+++ EXTRACTED ENTRIES
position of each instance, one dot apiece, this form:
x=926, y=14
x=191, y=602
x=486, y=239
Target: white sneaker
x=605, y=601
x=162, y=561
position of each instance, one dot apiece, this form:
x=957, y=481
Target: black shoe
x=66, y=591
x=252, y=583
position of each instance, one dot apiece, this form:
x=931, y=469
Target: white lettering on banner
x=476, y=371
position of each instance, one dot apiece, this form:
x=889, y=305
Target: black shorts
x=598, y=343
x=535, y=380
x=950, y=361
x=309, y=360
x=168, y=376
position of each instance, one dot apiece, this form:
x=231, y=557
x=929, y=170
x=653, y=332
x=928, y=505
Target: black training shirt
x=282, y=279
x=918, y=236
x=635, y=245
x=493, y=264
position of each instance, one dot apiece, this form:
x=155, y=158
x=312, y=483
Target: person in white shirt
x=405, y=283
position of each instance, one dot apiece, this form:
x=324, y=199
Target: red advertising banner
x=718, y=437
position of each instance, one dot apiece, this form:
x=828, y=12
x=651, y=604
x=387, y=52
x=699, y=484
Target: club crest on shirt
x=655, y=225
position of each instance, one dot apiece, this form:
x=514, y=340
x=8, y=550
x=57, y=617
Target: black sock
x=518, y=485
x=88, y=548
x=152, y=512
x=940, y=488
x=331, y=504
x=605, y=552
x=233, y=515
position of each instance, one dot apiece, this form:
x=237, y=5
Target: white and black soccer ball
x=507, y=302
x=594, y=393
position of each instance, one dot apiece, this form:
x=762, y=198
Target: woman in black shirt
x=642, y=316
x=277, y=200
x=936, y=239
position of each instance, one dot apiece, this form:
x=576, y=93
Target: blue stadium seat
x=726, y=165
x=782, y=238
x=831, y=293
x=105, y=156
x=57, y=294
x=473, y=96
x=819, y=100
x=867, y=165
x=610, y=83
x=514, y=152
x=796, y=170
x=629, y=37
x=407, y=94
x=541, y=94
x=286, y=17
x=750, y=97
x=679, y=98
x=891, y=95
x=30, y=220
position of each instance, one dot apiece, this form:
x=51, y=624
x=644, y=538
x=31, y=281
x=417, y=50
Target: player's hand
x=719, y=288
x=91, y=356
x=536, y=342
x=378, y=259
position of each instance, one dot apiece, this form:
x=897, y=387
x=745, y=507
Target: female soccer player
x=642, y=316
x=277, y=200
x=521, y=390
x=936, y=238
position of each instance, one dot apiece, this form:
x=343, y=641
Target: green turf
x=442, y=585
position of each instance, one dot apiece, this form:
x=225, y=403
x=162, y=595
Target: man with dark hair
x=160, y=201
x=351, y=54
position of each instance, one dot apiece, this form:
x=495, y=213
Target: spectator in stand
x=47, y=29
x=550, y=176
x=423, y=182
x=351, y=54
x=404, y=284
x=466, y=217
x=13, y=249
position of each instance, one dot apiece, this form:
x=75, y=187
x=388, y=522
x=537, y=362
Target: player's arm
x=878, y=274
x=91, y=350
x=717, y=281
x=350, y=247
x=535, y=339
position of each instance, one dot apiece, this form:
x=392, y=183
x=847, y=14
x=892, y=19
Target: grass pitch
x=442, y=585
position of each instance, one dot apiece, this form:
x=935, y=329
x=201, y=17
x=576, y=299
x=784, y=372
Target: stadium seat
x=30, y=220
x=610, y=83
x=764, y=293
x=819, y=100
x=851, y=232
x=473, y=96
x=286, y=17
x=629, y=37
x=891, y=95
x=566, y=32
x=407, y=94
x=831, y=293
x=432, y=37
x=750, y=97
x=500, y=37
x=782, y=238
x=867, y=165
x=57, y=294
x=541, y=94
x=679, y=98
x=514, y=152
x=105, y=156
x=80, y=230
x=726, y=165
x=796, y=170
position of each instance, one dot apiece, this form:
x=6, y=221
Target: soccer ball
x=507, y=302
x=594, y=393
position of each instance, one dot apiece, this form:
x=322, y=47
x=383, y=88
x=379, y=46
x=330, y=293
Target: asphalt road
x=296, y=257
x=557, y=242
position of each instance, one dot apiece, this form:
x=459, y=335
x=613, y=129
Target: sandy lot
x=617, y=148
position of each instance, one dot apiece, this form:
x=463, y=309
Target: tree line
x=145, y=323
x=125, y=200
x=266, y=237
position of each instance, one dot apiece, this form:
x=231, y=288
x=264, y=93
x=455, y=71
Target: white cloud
++++++
- EXERCISE DESCRIPTION -
Pull out every line of the records that contains the word "ball".

- TASK OUTPUT -
Target: white and black soccer ball
Target: soccer ball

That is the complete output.